» GOAL
Rewrite the listing below so that each "supply the bounding box" becomes "return the bounding box coordinates", and leave every other part unchanged.

Bounding box annotation entries:
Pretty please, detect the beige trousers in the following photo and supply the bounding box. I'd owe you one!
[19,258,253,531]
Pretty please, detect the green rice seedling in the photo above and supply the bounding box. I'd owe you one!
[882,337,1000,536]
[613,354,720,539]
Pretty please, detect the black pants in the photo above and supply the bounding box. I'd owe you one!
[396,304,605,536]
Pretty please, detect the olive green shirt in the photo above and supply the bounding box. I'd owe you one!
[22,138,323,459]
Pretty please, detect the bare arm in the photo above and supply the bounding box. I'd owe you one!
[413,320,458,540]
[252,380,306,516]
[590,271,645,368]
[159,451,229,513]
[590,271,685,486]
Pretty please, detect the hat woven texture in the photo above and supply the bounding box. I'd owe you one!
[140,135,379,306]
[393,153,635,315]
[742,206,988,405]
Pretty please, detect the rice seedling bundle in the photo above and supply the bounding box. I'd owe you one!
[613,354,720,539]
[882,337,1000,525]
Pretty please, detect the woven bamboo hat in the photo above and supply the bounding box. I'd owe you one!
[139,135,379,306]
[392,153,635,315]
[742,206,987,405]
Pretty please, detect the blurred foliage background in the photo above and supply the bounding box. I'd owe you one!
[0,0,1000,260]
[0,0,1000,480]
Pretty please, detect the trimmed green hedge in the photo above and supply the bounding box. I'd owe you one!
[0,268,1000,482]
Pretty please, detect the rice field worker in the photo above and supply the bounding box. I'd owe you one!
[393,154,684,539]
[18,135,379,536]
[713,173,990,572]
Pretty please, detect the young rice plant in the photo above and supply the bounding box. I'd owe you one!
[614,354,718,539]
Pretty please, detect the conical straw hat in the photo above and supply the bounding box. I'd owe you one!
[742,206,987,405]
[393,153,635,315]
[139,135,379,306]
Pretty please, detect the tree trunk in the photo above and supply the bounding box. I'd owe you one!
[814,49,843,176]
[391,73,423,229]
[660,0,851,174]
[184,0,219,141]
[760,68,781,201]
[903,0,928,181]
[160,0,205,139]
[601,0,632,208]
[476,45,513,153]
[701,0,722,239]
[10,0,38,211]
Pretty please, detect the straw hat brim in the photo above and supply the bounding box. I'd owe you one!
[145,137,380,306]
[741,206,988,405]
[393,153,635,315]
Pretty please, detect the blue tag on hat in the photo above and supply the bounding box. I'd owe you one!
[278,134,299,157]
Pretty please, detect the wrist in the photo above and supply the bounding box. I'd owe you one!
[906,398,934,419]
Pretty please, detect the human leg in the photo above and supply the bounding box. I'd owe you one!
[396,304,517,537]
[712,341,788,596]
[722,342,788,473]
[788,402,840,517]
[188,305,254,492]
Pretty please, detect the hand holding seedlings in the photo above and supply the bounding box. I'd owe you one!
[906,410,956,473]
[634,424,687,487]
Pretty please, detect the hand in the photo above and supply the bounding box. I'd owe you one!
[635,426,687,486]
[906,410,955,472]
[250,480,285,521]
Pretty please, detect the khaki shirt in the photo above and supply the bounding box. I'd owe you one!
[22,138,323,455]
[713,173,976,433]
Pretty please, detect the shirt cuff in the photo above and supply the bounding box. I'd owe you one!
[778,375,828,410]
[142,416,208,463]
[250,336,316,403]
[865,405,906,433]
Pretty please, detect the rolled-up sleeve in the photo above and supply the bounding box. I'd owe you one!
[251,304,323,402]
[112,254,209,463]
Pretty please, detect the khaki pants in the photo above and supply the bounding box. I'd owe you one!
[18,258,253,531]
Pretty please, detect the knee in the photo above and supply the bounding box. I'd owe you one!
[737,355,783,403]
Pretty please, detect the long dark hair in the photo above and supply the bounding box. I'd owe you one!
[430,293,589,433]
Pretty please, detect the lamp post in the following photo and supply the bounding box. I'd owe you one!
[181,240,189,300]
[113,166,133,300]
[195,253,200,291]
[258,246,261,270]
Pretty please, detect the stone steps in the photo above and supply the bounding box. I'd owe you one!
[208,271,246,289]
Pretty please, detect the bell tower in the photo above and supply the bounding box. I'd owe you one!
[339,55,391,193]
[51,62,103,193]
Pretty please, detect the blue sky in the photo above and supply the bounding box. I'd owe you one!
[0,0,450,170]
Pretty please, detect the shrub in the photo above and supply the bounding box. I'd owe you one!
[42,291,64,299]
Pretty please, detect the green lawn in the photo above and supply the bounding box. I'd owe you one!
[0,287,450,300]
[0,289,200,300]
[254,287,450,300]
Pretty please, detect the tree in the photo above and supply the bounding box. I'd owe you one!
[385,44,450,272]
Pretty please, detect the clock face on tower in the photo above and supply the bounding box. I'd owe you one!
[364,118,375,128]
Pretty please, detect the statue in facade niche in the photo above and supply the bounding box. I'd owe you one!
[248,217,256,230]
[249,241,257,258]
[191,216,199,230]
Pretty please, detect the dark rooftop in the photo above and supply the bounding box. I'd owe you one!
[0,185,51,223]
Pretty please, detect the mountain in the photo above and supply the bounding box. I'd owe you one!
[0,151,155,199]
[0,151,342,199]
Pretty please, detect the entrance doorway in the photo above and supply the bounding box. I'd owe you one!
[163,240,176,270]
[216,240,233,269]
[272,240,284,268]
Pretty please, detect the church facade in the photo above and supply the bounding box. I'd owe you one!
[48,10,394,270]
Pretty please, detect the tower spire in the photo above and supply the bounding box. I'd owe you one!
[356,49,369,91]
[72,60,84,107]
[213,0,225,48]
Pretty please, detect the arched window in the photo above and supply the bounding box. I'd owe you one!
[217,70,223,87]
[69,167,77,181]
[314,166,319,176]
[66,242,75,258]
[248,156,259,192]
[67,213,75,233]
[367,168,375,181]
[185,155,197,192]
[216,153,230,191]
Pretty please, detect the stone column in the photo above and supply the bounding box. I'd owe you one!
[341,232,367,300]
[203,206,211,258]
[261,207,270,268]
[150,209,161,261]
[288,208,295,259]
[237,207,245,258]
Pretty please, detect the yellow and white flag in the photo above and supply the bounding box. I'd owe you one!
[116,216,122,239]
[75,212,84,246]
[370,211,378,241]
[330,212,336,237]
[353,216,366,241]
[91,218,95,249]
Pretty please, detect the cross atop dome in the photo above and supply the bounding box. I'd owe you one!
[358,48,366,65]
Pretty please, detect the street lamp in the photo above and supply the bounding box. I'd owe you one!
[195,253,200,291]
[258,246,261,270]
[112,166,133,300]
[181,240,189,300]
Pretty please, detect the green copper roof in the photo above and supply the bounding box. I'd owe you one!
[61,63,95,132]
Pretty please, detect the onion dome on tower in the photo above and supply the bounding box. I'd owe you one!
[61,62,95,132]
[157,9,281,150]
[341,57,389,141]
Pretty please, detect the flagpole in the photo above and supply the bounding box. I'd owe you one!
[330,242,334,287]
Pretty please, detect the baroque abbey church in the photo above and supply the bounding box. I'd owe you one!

» RESPONSE FOR THIS EXERCISE
Pretty please, detect the beige trousers in the following photo and return the bounding box coordinates. I'd owe you one!
[19,258,253,531]
Pretty please, detect the green rice seedling in the photo above and return the bounding box coordinates. I'd owe you one!
[882,337,1000,536]
[613,354,720,539]
Pretty please, detect the black pants in the photo above and return the bounding box coordinates. I'd owe you one!
[396,304,605,536]
Pretty please, detect the olive green shirt in the photo above and return the bounding box coordinates. I'd owe you one!
[22,138,323,459]
Pretty please, detect the bare arm in the photo above and return the bounding box coordinates. I'd owe you one!
[413,320,458,540]
[252,380,306,516]
[590,271,645,368]
[159,451,229,513]
[590,271,685,486]
Pretty please, detect the hat woven texture in the photo above and return the bounding box coordinates. I'd owe you one!
[140,135,379,306]
[393,153,635,315]
[742,206,988,405]
Pretty please, detect the rice seedling bundle in the photo above and return the bounding box coordinates. I'd owe you one!
[613,354,720,539]
[882,337,1000,525]
Pretty please, detect the woven bamboo hat in the photo above and return the bounding box coordinates. I'd owe you one!
[139,135,379,306]
[392,153,635,315]
[742,206,987,405]
Pretty please, detect the blurred foliage background in the photo above and return the bounding box coordinates. I'd owe you one!
[0,0,1000,260]
[0,0,1000,480]
Pretty please, detect the trimmed green hedge in the photo above and return the bounding box coordinates. I'd owe you one!
[0,268,1000,482]
Pretty please, detect the rice field worker in the photo above and return the bounding box coordinates. I'd owe you one!
[393,154,684,539]
[18,135,379,536]
[713,173,990,572]
Pretty please, detect the young rice plant in the photo above and return the bounding box coordinates. I'd owe you one!
[614,354,718,539]
Pretty please, detect the conical straw hat in the photo above and return the bounding box coordinates. I'd owe you one!
[742,206,987,405]
[393,153,635,315]
[139,135,379,306]
Pretty please, detect the tree trunk in the photo above and return the bounding box coordinates. I'd owe you one!
[814,49,843,176]
[391,73,423,229]
[660,0,851,174]
[184,0,219,141]
[760,68,781,201]
[903,0,928,181]
[160,0,205,139]
[601,0,632,208]
[476,45,513,153]
[701,0,722,239]
[10,0,38,211]
Pretty please, detect the straw hat brim in the photo above and return the bounding box coordinates. I'd owe you one!
[145,137,380,306]
[741,206,988,405]
[393,153,635,315]
Pretty please, detect the blue tag on hat in the photo above and return the bounding box coordinates. I'd owe you one!
[278,134,299,157]
Pretty please, detect the wrist in the photo above and return the bounding box coordinates. I'd owe you one!
[906,398,934,419]
Pretty please, detect the human leg in the photo above and return the bounding box coordinates. I'd owe you one!
[396,304,517,537]
[712,341,788,596]
[722,342,788,473]
[788,402,840,517]
[188,305,254,492]
Pretty please, detect the hand holding seedlings in the photo above and return the bounding box coordinates. I'd owe you one!
[906,410,956,473]
[634,424,687,487]
Pretty please, detect the hand in the photo above and return the bounding box coordinates. I'd owe you one!
[635,426,687,486]
[906,410,955,472]
[250,480,285,521]
Pretty please, detect the khaki shirt in the photo above and return the bounding box coordinates. I'd owe you one!
[22,138,323,455]
[713,173,976,433]
Pretty please, detect the shirt cuff in the photo above and return the bounding box coordinates. I'd owe you one!
[778,375,828,410]
[142,416,208,463]
[250,336,316,403]
[865,405,906,433]
Pretty please, detect the rolled-up sleeve in the photo above and return the bounding box coordinates. I'd owe you one!
[251,304,323,402]
[112,254,209,463]
Pretty please, detect the khaki pants in the photo above and return the bounding box coordinates. I'd owe you one!
[18,258,253,531]
Pretty please, detect the knee in the photo above and return the bounding box coordinates. I'd owe you one!
[737,355,783,403]
Pretty please, detect the long dark hair in the photo above and return the bounding box coordinates. I'd owe you one!
[430,293,589,433]
Pretty please, detect the lamp post in the following photo and return the bounding box coordinates. I'd owe you one!
[181,240,189,300]
[113,166,133,300]
[195,253,200,291]
[258,246,261,270]
Pretty please, detect the stone steps in the photo above and return the bounding box coordinates. I'd owe you one!
[208,271,246,289]
Pretty please, detect the bell tower in the photo above and return the bounding box coordinates. I'd owe you one!
[339,55,391,193]
[51,62,103,193]
Pretty please, detect the blue sky in the photo above and return the bounding box coordinates. I'd owe you one!
[0,0,450,170]
Pretty please, detect the shrub in the photo above and return the bounding box coordinates. I'd owe you one!
[42,291,64,299]
Pretty please, detect the green lawn in the photo above and return the bounding box coordinates. I'd owe you one!
[0,287,450,300]
[0,289,200,300]
[254,287,450,300]
Pretty please, detect the tree in the photo above and return the bounding box coordinates. I'd owe you one!
[385,44,450,272]
Pretty please, detect the clock face on tower in the photo above and return the bounding box coordinates. I'd owe you one!
[364,118,375,128]
Pretty please, detect the statue in facade niche in the photo above and return the bounding box coordinates. I'd owe you one!
[248,217,256,230]
[249,241,257,258]
[191,216,199,230]
Pretty please, detect the dark rooftop in the photo above and return the bounding box coordinates. I'd owe you one!
[0,185,51,223]
Pretty please, detect the mountain in the photo above and return the bounding box coordinates. I'd owe you one!
[0,151,155,199]
[0,151,342,199]
Pretty please, detect the entrance doorway in the photo above and return the bounding box coordinates. I'd owe you one!
[163,240,176,270]
[216,240,233,269]
[272,240,284,268]
Pretty please, detect the church facade in the photo above and return the bounding box coordinates. I'd owe you one!
[48,10,394,270]
Pretty please, detect the tower spire in the photo above and return the bounding box coordinates. I'd owe you one!
[356,49,369,91]
[72,60,84,107]
[213,0,225,48]
Pretty please, detect the arched window in the photo above and return the bounding box coordinates. I'd owe you one!
[217,70,223,87]
[69,167,77,181]
[314,166,319,176]
[66,242,75,258]
[248,156,259,192]
[67,213,75,233]
[367,168,375,181]
[185,155,197,192]
[216,153,230,191]
Pretty please, detect the stone column in the photo above and return the bounding box coordinates. I'd owe you one!
[341,232,367,300]
[203,206,211,258]
[261,207,270,268]
[150,209,161,261]
[288,208,295,259]
[237,207,245,258]
Pretty please, detect the yellow and white flag in the photo above and return the bounding box coordinates. I'd owe you one!
[116,216,122,239]
[75,212,84,246]
[370,211,378,241]
[330,212,336,237]
[353,216,366,241]
[91,218,95,249]
Pretty please, detect the cross atop dome in the photo above and return the bounding box coordinates. I'd owe you one!
[358,48,366,65]
Pretty please, detect the street lamp in the photo above and return the bounding box coordinates. I'd owe you one!
[195,253,200,291]
[258,246,261,270]
[112,166,133,300]
[181,240,189,300]
Pretty please, detect the green copper roof in the photo above and return the bounding box coordinates. I'd owe you one!
[61,63,95,132]
Pretty please, detect the onion dome on tower in the photo above and return the bounding box coordinates. I'd owe you one!
[61,62,95,132]
[157,9,281,150]
[341,57,389,141]
Pretty please, detect the flagpole in the photo above and return the bounding box coordinates. I'd owe you one!
[330,242,334,287]
Pretty please, detect the baroque abbey church in the photo above and return the bounding box coordinates. I'd owe you one!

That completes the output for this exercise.